◆ THE PROBLEM
Every line from the one with "Point to the asphalt" to the end of the data needs to be copied exactly, and no line before it.

(Region pointing data)
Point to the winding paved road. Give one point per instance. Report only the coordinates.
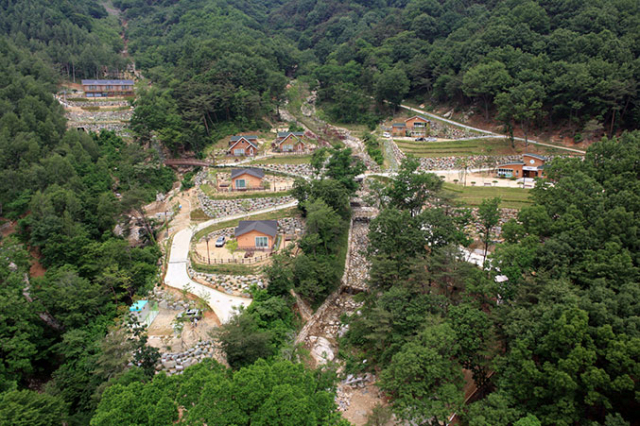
(177, 276)
(486, 132)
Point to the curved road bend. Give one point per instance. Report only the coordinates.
(177, 276)
(486, 132)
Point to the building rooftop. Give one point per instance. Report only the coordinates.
(285, 134)
(259, 173)
(515, 163)
(539, 157)
(267, 227)
(252, 141)
(418, 116)
(108, 82)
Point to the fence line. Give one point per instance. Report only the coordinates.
(243, 261)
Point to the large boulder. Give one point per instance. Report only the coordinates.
(321, 351)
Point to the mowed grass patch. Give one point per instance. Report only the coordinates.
(293, 159)
(472, 196)
(278, 214)
(465, 148)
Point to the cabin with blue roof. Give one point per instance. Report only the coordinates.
(107, 88)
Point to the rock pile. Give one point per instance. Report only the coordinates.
(175, 363)
(345, 389)
(358, 268)
(290, 226)
(289, 169)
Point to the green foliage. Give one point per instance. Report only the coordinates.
(77, 36)
(373, 148)
(27, 407)
(209, 81)
(262, 393)
(423, 379)
(243, 342)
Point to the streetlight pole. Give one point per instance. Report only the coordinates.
(206, 238)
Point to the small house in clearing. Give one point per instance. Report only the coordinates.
(243, 146)
(290, 142)
(414, 126)
(107, 88)
(532, 165)
(246, 179)
(256, 234)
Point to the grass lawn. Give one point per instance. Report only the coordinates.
(279, 214)
(460, 148)
(198, 215)
(292, 159)
(468, 148)
(472, 196)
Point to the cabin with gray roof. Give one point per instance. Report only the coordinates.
(254, 235)
(243, 145)
(531, 166)
(248, 179)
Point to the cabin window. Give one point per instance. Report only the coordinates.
(262, 242)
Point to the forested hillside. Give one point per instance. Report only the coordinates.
(557, 341)
(67, 190)
(546, 332)
(530, 63)
(77, 36)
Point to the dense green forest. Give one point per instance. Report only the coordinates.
(67, 190)
(76, 36)
(558, 341)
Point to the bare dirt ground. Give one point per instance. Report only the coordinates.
(362, 402)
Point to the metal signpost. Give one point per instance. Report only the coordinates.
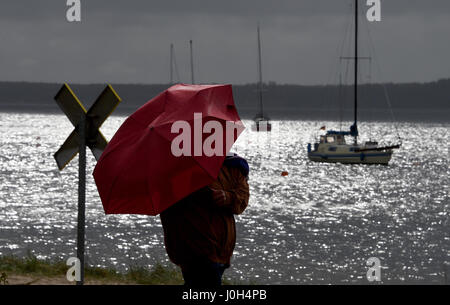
(85, 133)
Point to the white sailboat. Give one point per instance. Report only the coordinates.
(332, 146)
(261, 122)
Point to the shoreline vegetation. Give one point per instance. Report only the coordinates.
(30, 270)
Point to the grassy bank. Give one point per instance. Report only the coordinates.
(31, 270)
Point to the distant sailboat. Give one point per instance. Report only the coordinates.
(261, 122)
(173, 67)
(332, 146)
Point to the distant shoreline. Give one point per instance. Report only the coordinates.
(411, 102)
(408, 115)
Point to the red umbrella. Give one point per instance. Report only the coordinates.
(141, 170)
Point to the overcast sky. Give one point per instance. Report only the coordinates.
(129, 41)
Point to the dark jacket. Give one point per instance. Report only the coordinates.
(197, 228)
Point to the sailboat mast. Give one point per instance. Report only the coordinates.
(171, 63)
(261, 109)
(192, 62)
(356, 64)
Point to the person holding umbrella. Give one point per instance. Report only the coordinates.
(195, 193)
(199, 230)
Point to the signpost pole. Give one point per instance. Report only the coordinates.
(81, 195)
(87, 124)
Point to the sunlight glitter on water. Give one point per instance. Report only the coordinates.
(318, 224)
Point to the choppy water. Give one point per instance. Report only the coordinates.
(319, 224)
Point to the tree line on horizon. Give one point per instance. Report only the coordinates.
(408, 100)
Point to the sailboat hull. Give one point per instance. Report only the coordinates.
(368, 157)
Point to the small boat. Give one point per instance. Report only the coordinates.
(332, 146)
(261, 122)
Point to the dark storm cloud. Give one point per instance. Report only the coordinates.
(128, 41)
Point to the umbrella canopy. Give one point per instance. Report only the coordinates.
(172, 146)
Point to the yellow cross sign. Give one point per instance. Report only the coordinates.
(103, 106)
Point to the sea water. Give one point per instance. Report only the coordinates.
(319, 224)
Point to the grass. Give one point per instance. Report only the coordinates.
(32, 266)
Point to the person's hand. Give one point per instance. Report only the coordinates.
(219, 196)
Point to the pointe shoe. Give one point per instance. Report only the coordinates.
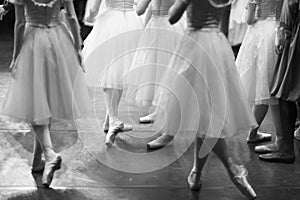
(146, 120)
(50, 168)
(268, 148)
(194, 180)
(106, 124)
(114, 129)
(278, 157)
(160, 142)
(297, 134)
(38, 165)
(260, 137)
(241, 182)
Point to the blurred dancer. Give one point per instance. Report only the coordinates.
(158, 41)
(237, 24)
(286, 83)
(118, 19)
(5, 8)
(208, 89)
(256, 60)
(44, 75)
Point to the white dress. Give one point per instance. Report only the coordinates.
(49, 83)
(204, 94)
(109, 48)
(257, 57)
(237, 22)
(158, 41)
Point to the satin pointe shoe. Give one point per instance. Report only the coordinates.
(38, 165)
(125, 128)
(260, 137)
(241, 182)
(114, 129)
(194, 180)
(297, 134)
(146, 120)
(50, 168)
(268, 148)
(278, 157)
(106, 124)
(160, 142)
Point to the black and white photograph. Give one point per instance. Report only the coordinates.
(149, 99)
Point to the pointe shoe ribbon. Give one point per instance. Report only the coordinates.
(50, 168)
(241, 182)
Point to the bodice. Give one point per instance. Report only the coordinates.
(201, 14)
(268, 8)
(122, 5)
(42, 16)
(161, 7)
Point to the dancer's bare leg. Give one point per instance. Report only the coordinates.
(53, 160)
(260, 112)
(237, 172)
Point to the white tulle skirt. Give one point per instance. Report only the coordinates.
(157, 44)
(256, 61)
(203, 93)
(109, 48)
(49, 83)
(237, 22)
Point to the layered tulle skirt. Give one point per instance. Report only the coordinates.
(202, 93)
(237, 22)
(48, 82)
(157, 44)
(109, 48)
(256, 61)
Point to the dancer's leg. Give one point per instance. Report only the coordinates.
(260, 112)
(288, 112)
(43, 137)
(53, 160)
(276, 117)
(286, 117)
(194, 178)
(111, 97)
(237, 172)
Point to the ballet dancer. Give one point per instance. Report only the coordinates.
(118, 18)
(47, 83)
(207, 87)
(256, 60)
(285, 85)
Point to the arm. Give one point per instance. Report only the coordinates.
(93, 12)
(74, 25)
(177, 10)
(224, 25)
(148, 15)
(288, 16)
(142, 6)
(8, 6)
(251, 12)
(19, 31)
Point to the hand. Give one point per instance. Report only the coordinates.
(81, 60)
(2, 12)
(176, 11)
(280, 39)
(12, 68)
(90, 17)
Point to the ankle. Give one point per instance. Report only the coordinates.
(49, 153)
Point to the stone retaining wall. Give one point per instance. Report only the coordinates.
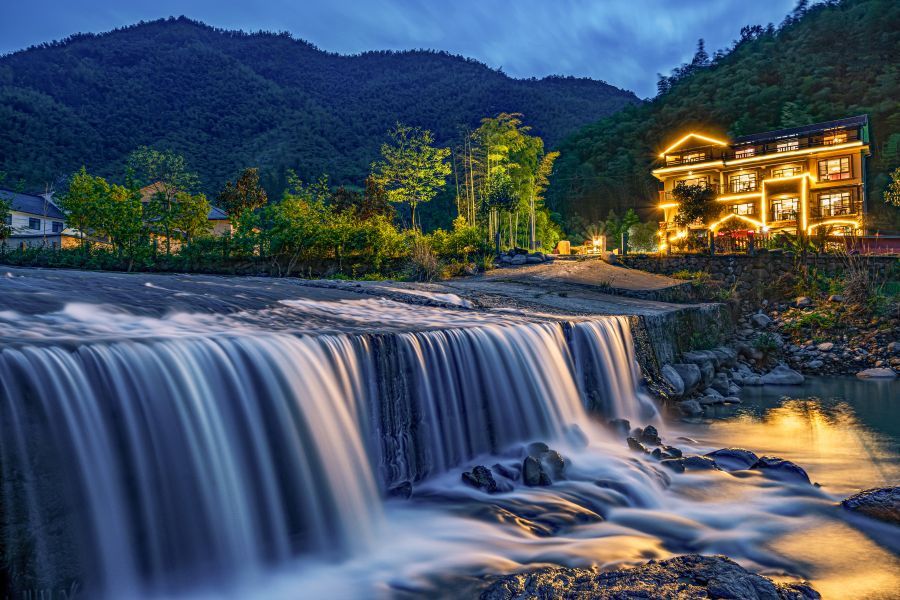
(750, 272)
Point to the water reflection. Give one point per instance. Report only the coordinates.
(845, 433)
(841, 430)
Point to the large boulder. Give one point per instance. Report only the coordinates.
(690, 408)
(781, 469)
(877, 373)
(672, 377)
(533, 473)
(481, 478)
(879, 503)
(721, 384)
(682, 577)
(760, 320)
(782, 375)
(733, 459)
(690, 375)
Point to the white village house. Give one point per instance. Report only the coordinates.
(35, 221)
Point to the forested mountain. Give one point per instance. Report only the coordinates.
(831, 60)
(227, 100)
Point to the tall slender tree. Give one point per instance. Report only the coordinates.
(412, 170)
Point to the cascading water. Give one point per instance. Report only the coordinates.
(165, 463)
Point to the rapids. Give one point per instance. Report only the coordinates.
(252, 454)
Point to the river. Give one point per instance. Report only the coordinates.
(250, 447)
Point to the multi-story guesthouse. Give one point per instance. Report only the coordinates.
(795, 180)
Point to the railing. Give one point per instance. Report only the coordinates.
(801, 144)
(785, 215)
(670, 196)
(739, 187)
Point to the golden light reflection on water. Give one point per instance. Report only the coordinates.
(827, 440)
(847, 564)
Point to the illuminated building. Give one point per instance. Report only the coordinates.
(791, 180)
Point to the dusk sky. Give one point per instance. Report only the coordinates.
(623, 42)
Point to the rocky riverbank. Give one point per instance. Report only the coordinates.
(683, 578)
(820, 337)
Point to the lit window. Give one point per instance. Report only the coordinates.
(743, 182)
(702, 180)
(834, 169)
(786, 171)
(834, 204)
(693, 156)
(785, 209)
(838, 137)
(787, 146)
(743, 209)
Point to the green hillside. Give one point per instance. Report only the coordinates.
(832, 60)
(227, 100)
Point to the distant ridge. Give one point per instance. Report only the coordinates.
(230, 99)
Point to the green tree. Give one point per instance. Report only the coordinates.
(243, 196)
(82, 202)
(191, 215)
(120, 218)
(169, 175)
(892, 193)
(412, 170)
(5, 205)
(696, 203)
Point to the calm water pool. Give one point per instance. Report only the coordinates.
(846, 433)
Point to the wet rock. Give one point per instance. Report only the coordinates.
(401, 490)
(877, 373)
(710, 400)
(782, 375)
(683, 577)
(576, 437)
(553, 463)
(511, 472)
(733, 459)
(879, 503)
(636, 446)
(481, 478)
(672, 451)
(674, 464)
(760, 320)
(690, 375)
(690, 463)
(650, 436)
(533, 473)
(720, 383)
(671, 376)
(781, 469)
(690, 408)
(535, 449)
(620, 425)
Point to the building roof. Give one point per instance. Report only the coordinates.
(31, 204)
(758, 138)
(216, 214)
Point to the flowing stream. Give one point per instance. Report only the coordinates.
(246, 456)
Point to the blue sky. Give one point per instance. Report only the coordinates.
(625, 42)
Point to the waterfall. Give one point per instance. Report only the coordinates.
(160, 463)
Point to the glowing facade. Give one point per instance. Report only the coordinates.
(793, 180)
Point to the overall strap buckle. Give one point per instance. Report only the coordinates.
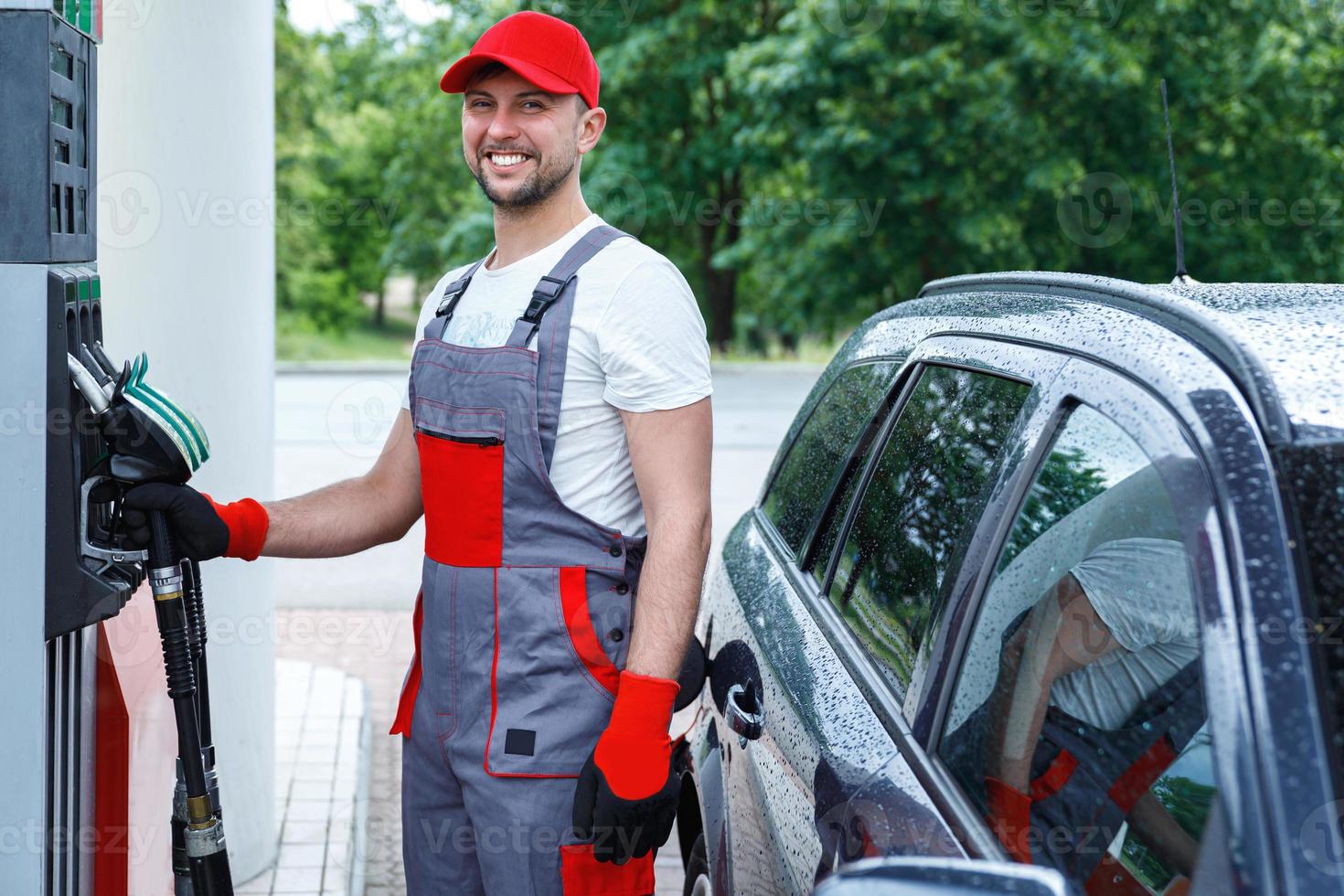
(548, 291)
(452, 293)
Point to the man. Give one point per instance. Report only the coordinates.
(1098, 692)
(557, 437)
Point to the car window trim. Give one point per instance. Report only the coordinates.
(880, 445)
(874, 437)
(977, 840)
(809, 535)
(1063, 397)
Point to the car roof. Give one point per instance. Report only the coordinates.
(1280, 343)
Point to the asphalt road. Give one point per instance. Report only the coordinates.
(331, 426)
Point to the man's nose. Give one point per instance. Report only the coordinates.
(503, 125)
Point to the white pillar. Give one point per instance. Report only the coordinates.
(186, 168)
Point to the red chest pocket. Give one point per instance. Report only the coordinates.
(461, 455)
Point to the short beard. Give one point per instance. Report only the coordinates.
(535, 189)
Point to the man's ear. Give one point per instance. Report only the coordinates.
(591, 126)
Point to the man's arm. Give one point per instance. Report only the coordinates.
(357, 513)
(1061, 635)
(669, 454)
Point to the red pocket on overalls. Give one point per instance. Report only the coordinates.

◆ TASK RESPONSE
Point to the asphalt road. Give one point per instance. Report only the coordinates.
(331, 426)
Point to the man's nose. Give one point per instance. Report only the coordinates.
(503, 125)
Point to the white pillar. Give one point per instance. Report only the coordinates.
(186, 168)
Point to the red chest pocket. Give one point per instance. Report only the coordinates.
(461, 455)
Point to the short beard. Give one point per instance. Report only the coordinates.
(535, 189)
Point to the man's ear. Give one point per instance. Report only the coordinates.
(591, 126)
Point to the man's arm. Give one point per instance. Report only the coordinates.
(357, 513)
(1061, 635)
(669, 454)
Point to the red pocket on overalls. Give one point per instance. Report only the coordinates.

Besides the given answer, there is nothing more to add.